> Reading passage
Had Simon and Polly not hosted Discovery Daphne this month, I am not sure I would have ever picked her up. I have already told that story, but even setting aside my unfounded anti-Daphne bias from high school I am not sure I would have ever gotten around to her.
If you would have asked me after Hungry Hill–my first du Maurier which I finished earlier this month–I don’t think I would have been too positive about her. Certainly nothing wrong with Hungry Hill. A perfectly acceptable and readable multi-generational family tale. But also nothing that made much of an impression.
So how do I feel now that I have finished Rebecca? Well, at the risk of annoying lots of readers and bloggers whose reading tastes I respect and often share, I’m left wondering what all the fuss is about. My reactions as I experienced them (and spoilers galore):
1. I almost gave up three different times trying to get through the first ten pages. Something overly flowery or impressionistic, or something I couldn’t ever put my finger on. It wasn’t until the unnamed narrator (let’s call her Miss Narrator) mentioned Mrs. Van Hopper that I began to feel like I may want to continue.
2. My interest deepened as I began to read more about Miss Narrator’s role as a paid companion to the rich American Mrs. Van Hopper. It felt promising. Like she was going to break free from her depressing future. And when she started to be courted by Mr. de Winter I started to care about her and what happened to her.
3. There was a scene where Miss N and Mr. de Winter are riding about the coast in his car. Something in this scene struck a chord with me that made me glimpse some part of my past and gave me a kind of happy/sad nostolgic groove.
4. And I certainly got caught up in the excitement of Miss N marrying Mr. de Winter and leaving her drudgery behind her. But my joy turned to annoyance when she gets to Manderly and seems completely incapable of adjusting to her new situation. Sure, a young twenty-something is going to be clueless about many things about being in a relationship with a man 20 years her senior. But I feel like a character like Miss N who was making her way in the world as a paid companion of rich gentleladies would have better perspective on the ways of society. She certainly seemed perceptive enough when it came to the follies of Mrs. Van Hopper’s social climbing. And her frequent daydreams about what she thought people thought of her certainly indicated that she was perceptive, yet she seemed utterly clueless about how to steel herself against the situation. I guess maybe I am blaming the victim, but it annoyed me nonetheless.
5. I also felt like Miss N should have been more up to the challenge of her situation at Manderly given that she could have still been at the beck and call of Mrs. Van Hopper.
6. Everyone’s Rebecca obssession was just way too over the top. Rebecca this, Rebecca that. Yeah we get it Daphne, you want us to understand how fantastic Rebecca was. My annoyance was only exacerbated by the fact that millions of pages later du Maurier lets us know that Rebecca was actually a big ol’ bitch of a liar. And I get the fact that Miss N’s problem was that she projected way too much of her own insecurities on both Max and the others who did (or seemed to) worship Rebecca.

> Data listing
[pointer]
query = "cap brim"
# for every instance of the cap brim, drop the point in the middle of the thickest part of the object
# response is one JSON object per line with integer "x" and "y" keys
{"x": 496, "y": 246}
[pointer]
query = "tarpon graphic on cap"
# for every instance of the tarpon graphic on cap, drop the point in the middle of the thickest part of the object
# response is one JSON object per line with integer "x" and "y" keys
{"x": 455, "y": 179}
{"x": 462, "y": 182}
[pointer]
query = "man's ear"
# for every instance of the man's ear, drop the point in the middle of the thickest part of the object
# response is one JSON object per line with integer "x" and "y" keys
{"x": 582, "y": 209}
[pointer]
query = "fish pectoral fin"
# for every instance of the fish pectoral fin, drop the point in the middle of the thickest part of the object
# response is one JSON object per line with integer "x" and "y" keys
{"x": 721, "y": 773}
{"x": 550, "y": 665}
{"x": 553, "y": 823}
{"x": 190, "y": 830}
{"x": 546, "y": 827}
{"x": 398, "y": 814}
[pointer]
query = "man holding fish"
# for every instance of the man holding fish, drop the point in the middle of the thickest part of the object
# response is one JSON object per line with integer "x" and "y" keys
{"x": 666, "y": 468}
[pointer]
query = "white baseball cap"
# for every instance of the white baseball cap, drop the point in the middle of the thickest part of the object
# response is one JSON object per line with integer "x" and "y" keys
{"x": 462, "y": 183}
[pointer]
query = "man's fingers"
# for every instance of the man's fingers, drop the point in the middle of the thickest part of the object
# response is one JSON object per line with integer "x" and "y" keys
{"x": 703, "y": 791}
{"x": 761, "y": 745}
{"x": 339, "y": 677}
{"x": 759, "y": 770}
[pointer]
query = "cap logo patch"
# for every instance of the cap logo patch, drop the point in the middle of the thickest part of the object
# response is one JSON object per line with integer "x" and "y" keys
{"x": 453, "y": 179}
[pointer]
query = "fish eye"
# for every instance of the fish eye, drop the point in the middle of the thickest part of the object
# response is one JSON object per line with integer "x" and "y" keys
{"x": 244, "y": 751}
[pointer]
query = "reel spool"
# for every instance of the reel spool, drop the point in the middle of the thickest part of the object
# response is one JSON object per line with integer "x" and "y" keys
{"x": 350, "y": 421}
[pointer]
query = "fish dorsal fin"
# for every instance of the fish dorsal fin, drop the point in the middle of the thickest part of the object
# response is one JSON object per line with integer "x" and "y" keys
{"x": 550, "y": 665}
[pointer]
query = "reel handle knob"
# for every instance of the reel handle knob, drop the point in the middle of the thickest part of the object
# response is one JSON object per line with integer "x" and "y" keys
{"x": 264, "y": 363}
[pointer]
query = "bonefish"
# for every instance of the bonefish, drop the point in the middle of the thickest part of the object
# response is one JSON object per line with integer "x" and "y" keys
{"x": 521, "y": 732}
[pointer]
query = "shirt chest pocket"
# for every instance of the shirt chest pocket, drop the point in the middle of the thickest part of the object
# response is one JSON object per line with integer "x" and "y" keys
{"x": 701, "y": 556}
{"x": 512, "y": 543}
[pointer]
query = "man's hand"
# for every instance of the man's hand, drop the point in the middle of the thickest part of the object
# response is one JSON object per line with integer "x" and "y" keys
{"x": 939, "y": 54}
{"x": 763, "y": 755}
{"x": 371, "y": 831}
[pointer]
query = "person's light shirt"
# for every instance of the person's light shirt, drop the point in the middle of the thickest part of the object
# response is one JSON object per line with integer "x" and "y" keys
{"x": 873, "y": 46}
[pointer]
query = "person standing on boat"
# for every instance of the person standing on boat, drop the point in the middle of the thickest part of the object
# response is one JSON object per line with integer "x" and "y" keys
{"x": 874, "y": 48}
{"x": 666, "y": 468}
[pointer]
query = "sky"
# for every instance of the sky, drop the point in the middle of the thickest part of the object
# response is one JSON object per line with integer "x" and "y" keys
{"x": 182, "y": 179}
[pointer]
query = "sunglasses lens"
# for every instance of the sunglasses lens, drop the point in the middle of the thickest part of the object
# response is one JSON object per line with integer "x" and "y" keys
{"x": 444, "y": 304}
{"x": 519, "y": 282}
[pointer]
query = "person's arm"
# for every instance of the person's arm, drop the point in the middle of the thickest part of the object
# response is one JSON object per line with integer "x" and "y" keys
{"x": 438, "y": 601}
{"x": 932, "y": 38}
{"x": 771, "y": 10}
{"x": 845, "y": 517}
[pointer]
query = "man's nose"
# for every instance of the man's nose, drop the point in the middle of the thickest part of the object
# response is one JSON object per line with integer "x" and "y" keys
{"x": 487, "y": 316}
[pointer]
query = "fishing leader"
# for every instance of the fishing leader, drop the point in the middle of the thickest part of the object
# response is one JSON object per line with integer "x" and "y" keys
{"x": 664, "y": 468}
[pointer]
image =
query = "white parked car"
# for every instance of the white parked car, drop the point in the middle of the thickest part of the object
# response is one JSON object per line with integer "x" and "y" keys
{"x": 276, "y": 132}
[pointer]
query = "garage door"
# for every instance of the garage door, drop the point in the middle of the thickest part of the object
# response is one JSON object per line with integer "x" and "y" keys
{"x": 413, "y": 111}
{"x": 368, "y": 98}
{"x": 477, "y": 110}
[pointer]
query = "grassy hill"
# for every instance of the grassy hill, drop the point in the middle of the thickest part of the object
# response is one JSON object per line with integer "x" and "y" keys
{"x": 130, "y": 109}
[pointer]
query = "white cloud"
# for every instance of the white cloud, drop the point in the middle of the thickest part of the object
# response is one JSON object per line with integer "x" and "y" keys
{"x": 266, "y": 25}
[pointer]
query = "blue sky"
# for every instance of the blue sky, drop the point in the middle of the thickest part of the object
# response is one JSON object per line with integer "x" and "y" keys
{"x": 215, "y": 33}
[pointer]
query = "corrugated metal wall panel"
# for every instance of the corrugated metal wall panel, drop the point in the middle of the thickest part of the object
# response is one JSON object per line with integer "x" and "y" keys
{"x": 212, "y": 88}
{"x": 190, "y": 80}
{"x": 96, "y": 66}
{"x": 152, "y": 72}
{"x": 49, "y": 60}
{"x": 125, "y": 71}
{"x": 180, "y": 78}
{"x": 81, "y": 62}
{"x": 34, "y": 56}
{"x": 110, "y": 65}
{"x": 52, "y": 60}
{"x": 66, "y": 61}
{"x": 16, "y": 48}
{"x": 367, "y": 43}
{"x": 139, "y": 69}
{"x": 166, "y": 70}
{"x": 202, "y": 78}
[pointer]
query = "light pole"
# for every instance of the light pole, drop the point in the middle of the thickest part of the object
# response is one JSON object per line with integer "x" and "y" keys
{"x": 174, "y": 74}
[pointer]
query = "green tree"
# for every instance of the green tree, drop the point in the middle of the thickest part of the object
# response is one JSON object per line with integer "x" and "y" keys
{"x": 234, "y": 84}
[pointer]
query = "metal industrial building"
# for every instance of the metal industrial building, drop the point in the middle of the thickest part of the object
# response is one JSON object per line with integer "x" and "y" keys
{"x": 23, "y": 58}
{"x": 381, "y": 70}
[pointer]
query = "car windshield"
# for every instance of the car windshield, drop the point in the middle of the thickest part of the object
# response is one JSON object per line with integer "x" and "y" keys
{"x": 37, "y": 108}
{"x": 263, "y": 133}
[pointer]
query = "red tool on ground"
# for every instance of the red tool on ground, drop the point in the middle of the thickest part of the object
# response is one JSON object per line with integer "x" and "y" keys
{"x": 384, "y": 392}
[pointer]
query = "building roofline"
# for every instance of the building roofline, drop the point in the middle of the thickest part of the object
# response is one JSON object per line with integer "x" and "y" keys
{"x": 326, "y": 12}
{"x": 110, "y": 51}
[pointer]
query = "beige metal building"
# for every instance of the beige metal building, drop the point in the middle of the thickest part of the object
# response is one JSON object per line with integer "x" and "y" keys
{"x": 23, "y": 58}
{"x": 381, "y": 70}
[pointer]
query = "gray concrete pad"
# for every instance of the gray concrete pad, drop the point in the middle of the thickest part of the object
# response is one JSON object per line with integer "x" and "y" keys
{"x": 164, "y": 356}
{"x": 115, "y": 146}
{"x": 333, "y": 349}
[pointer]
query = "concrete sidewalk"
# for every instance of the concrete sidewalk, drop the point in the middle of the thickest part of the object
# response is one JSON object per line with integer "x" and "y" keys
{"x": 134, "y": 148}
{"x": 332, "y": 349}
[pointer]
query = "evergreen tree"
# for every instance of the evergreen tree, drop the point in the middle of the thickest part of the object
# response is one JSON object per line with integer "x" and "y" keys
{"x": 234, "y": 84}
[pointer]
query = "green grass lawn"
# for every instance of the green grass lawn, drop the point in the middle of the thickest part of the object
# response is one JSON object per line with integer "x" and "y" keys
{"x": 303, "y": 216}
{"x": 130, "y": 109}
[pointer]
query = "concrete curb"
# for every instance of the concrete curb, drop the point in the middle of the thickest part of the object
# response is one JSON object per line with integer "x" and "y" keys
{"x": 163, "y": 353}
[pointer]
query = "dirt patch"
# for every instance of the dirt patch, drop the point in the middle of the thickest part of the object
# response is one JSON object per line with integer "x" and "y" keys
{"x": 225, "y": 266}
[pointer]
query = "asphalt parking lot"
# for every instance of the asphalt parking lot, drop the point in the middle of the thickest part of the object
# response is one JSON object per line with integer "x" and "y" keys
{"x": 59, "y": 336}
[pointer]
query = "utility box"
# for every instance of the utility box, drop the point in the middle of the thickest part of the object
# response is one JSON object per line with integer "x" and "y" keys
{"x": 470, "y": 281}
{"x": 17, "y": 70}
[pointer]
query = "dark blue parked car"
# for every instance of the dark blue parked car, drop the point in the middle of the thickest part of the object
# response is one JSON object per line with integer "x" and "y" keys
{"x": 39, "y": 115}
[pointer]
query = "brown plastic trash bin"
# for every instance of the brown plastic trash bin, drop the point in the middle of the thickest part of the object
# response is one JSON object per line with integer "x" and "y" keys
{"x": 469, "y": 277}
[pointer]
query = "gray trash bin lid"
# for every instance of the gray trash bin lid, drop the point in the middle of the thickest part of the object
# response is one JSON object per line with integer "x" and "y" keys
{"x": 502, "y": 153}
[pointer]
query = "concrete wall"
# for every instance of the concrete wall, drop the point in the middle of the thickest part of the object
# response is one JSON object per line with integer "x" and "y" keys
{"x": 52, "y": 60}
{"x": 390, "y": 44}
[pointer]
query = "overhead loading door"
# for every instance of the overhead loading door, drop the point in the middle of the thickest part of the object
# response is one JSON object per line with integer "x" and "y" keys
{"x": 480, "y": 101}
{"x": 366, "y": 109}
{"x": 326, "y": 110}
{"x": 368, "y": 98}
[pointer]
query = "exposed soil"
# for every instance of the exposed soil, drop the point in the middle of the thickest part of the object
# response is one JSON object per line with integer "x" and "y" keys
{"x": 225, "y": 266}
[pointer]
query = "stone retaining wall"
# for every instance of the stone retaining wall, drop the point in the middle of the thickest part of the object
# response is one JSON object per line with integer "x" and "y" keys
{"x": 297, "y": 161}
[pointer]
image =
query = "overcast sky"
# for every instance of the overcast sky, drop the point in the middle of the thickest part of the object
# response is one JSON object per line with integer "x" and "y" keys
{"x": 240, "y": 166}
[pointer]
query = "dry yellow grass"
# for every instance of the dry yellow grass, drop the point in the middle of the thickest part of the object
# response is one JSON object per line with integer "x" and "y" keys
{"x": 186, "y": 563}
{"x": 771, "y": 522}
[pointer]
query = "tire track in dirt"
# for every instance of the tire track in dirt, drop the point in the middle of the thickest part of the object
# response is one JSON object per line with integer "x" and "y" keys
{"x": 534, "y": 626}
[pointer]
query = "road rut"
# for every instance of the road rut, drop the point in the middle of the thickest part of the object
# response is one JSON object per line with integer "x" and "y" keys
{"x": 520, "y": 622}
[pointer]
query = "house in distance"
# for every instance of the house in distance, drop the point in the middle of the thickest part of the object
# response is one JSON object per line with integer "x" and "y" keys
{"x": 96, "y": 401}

> Your assignment
In the blog post about Rebecca, what was the writer's first du Maurier book, finished earlier that month?

> Written reply
Hungry Hill